TRECHO SELECIONADO
"""

Em um continente com cerca de 1,3 bilhão de pessoas, há 137 mortes, que representam 0,4% do total das vítimas de Covid no mundo. Mas os números não significam que o cenário africano seja favorável.
"Nós sensibilizamos a população à noção de distanciamento social. Um comitê de resposta foi criado. As províncias também estão se organizando, e células de crise estão sendo criadas em todos os lugares. É preciso agir rápido se quisermos evitar uma hecatombe", disse, referindo-se às medidas adotadas em seu país natal, a República Democrática do Congo. Até o dia 30, o país tinha 8 mortes por Covid-19 reportadas à OMS.
Para Mukwege, a África "claramente não tem meios de enfrentar a praga" da Covid-19. "Alguns países são mais afetados que outros, notadamente a África do Sul, com mais de 400 casos, Argélia, com 230 casos, Marrocos, com 143 casos, Senegal, com 79 casos. A doença está, portanto, progredindo extremamente rápido e estou muito preocupado", declarou o médico congolês.
"A África do Sul, Joanesburgo, tem um hospital, que é o maior, e, se eu achava que o pronto-socorro brasileiro era lotado, eu descobri que não é, perto do que é aquilo", relata Paulo Lotufo. "E não são [hospitais] descentralizados, são vários hospitais grandes, a chance de contaminação é grande. A África do Sul torna o Brasil um exemplo de igualdade social", afirma o epidemiologista.

"""

ENTRADAS FORNECIDAS
"""

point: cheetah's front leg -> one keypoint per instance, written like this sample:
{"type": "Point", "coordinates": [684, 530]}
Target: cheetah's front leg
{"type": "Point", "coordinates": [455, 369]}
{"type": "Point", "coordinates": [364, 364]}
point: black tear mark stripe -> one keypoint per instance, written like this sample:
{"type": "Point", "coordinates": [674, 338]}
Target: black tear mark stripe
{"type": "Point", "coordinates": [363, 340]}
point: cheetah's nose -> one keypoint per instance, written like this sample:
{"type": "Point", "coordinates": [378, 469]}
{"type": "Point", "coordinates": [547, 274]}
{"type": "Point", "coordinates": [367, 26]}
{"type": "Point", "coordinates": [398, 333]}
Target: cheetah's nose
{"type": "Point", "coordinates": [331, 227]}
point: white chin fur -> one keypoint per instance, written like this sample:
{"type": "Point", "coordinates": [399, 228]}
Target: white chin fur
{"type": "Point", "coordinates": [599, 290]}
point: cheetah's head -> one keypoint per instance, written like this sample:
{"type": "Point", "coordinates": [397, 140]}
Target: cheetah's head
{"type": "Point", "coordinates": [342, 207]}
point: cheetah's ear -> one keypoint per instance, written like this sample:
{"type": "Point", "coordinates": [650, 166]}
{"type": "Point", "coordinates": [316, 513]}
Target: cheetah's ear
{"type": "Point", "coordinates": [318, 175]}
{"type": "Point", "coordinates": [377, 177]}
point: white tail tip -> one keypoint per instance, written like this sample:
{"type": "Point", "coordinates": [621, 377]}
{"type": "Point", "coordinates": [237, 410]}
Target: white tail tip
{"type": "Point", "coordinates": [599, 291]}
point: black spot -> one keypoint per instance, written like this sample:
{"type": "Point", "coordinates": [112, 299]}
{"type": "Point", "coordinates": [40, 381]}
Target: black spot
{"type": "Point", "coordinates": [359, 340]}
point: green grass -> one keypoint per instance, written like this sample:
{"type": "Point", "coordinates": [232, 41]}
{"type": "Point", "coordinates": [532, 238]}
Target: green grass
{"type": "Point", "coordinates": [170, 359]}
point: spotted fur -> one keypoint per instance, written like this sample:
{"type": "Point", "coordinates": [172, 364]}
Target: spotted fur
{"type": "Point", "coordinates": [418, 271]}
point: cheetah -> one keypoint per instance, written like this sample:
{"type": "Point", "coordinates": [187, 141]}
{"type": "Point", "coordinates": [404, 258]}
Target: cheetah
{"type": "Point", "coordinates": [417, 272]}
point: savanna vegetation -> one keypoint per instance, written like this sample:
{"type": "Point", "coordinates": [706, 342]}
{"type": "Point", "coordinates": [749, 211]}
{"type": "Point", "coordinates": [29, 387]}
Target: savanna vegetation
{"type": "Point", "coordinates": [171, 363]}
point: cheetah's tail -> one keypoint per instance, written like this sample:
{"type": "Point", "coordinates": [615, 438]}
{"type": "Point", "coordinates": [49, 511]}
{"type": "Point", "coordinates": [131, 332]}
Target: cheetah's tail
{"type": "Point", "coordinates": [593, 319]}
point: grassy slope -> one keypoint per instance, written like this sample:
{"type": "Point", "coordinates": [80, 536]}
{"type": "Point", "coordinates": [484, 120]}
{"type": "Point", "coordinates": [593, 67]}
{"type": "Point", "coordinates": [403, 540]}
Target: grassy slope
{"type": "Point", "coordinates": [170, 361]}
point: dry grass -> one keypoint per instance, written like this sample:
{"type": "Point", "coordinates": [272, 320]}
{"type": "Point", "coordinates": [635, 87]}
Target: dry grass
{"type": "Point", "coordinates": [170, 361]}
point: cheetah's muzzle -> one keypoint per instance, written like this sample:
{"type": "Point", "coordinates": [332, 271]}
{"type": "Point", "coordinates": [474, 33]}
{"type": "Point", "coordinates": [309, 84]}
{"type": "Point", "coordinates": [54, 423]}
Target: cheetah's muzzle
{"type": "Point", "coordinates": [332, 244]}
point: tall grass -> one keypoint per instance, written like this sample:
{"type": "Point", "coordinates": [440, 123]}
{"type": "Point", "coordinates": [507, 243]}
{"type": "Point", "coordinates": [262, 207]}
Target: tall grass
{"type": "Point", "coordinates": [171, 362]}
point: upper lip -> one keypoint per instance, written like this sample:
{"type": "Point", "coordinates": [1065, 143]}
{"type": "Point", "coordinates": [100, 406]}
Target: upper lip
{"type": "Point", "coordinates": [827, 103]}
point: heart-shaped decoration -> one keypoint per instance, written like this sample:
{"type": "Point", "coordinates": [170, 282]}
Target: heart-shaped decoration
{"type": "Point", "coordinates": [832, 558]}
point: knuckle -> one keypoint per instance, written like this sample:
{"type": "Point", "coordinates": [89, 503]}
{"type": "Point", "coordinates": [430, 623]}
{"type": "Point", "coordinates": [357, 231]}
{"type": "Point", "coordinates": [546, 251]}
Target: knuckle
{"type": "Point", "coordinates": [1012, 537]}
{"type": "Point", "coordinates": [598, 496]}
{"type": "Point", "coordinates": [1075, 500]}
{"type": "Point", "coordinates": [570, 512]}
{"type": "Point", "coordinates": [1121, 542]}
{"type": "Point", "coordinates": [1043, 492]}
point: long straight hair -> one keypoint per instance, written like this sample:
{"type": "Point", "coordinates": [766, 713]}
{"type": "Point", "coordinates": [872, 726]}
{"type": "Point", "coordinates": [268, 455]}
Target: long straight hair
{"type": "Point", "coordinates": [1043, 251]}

"""

TAREFA
No texto sobre a Covid-19 na África, reescreva o trecho de "Em um continente" até "africano seja favorável.", trocando "cenário" por "panorama". As entradas não têm relação com o texto sobre a Covid-19 na África.

SUA RESPOSTA
Em um continente com cerca de 1,3 bilhão de pessoas, há 137 mortes, que representam 0,4% do total das vítimas de Covid no mundo. Mas os números não significam que o panorama africano seja favorável.